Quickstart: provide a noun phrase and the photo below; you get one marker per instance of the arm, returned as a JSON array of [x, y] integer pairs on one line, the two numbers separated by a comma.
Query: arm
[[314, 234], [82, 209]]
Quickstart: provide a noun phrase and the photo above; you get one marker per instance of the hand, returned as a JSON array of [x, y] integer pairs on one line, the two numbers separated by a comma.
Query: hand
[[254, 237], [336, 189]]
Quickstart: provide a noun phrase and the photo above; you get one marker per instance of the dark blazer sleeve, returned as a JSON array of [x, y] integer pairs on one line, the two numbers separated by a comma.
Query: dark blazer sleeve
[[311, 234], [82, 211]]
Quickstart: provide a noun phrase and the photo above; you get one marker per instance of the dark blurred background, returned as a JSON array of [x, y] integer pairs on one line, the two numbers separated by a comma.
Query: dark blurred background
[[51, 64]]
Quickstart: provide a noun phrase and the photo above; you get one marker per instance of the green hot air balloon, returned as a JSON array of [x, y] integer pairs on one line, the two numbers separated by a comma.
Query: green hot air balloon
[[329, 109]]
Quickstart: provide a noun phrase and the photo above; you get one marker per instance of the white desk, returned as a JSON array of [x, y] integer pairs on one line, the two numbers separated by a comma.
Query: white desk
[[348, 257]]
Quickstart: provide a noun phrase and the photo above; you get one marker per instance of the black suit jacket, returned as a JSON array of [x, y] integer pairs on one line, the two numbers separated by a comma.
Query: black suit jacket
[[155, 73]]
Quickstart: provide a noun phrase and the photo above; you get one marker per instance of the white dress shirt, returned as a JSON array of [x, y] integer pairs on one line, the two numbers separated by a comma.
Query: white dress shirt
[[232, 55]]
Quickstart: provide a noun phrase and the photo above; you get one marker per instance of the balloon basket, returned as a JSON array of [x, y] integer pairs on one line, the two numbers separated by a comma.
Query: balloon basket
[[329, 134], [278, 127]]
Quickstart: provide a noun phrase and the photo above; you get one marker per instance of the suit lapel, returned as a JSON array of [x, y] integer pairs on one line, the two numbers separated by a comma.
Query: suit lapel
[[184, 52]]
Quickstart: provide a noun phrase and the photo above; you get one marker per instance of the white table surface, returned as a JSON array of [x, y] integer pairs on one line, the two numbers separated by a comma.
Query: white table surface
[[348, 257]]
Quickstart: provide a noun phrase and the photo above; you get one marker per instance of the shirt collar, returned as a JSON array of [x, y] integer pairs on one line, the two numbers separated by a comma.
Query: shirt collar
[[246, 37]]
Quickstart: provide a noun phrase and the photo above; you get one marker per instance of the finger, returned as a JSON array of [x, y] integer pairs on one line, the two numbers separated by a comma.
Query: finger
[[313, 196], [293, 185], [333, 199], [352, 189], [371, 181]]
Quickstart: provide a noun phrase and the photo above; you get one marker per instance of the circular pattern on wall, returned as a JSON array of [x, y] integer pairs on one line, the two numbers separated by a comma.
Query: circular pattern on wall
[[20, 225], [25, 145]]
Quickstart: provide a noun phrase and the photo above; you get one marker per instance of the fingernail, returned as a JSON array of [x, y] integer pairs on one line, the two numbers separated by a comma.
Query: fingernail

=== DO THIS ===
Convert every line of the items above into a numbered list, omitting any blank lines.

=== THE COMPLETED TASK ===
1. Quickstart: provide a noun phrase and the photo below; you get one marker per instance of the arm, returned as a JSON array of [x, y] integer pairs on one line, the two numbers separated by a comma.
2. Query: arm
3. [[314, 234], [82, 209]]
4. Quickstart: provide a noun phrase and the photo above; you get one marker per instance of the hand, returned as a JSON array of [x, y] integer pairs on one line, the two numbers separated by a comma.
5. Query: hand
6. [[254, 237], [336, 189]]
7. Quickstart: provide a noun phrase and the photo above; you get one marker per instance of the dark blazer sleeve, returned as a JSON array of [x, y] integer pairs on one line, the two numbers separated by a comma.
8. Query: dark blazer sleeve
9. [[311, 234], [82, 211]]
10. Quickstart: provide a noun phrase and the photo above; you get one marker per instance of the dark blurred background, returned as a JSON array of [x, y] integer pairs on one line, the two numbers separated by a comma.
11. Query: dark blurred background
12. [[51, 64]]
13. Quickstart: provide a noun phrase and the photo above; you get one marker per instance of the green hot air balloon, returned as a JSON array of [x, y] integer pairs on one line, the two numbers separated by a comma.
14. Query: green hot air balloon
15. [[329, 109]]
16. Quickstart: provide a noun phrase and the photo above; you get one marker per instance of the white desk, returned as a JSON array of [x, y] integer pairs on one line, the two numbers separated by a comma.
17. Query: white desk
18. [[348, 257]]
19. Quickstart: provide a noun phrase and the photo above; you get one marker per instance of the black suit jacket, returned as a JSON array of [x, y] integer pairs on one line, the two numbers separated by a comma.
20. Query: black suit jacket
21. [[155, 73]]
22. Quickstart: provide a noun phrase and the photo above; you get one marker per instance of the white dress shirt, returned as a JSON array of [x, y] integer pairs on one line, the two numbers separated by a comma.
23. Query: white dress shirt
24. [[232, 55]]
25. Quickstart: provide a noun phrase and the photo above; you get one marker per instance of the balloon basket, returned as a JSON array of [x, y] integer pairs on one line, the two numbers separated by a comma.
26. Query: balloon basket
27. [[329, 134], [278, 127]]
28. Quickstart: provide a noun phrase and the photo above; you get one marker per instance of the suit lapel, returned as a JSON array of [x, y] integer pairs on one line, the two numbers separated by a comma.
29. Query: suit lapel
30. [[184, 52]]
31. Quickstart: provide a noun phrase and the photo above; you get one marker per instance of the white table surface, returned as a JSON array of [x, y] integer pairs on one line, the two numbers separated by a comma.
32. Query: white table surface
33. [[348, 257]]
34. Quickstart: provide a noun phrase and the photo above; you get one marker per instance of the shirt collar, returned as a JSON array of [x, y] integer pairs on one line, the two numbers separated by a comma.
35. Query: shirt collar
36. [[246, 37]]
37. Quickstart: provide a noun phrase and the photo above; you get one marker per instance of the finger, returned as a JSON array of [x, y] integer pairs on one line, the two numbers separated by a comma.
38. Query: finger
39. [[313, 196], [293, 185], [333, 199], [352, 189], [371, 181]]
40. Quickstart: provide a noun phrase and the photo above; you get one marker per instance of the circular pattern on wall, returned as a JSON array of [x, y] integer pairs on one line, the two numbers separated by a comma.
41. Query: circular pattern on wall
42. [[20, 225], [25, 145]]
43. Quickstart: provide a noun phrase and the photo above; you get one marker per instance of the fingernail, returned as a JSON array of [x, y] integer pairs on one line, the two numbers separated by a comma.
44. Query: fingernail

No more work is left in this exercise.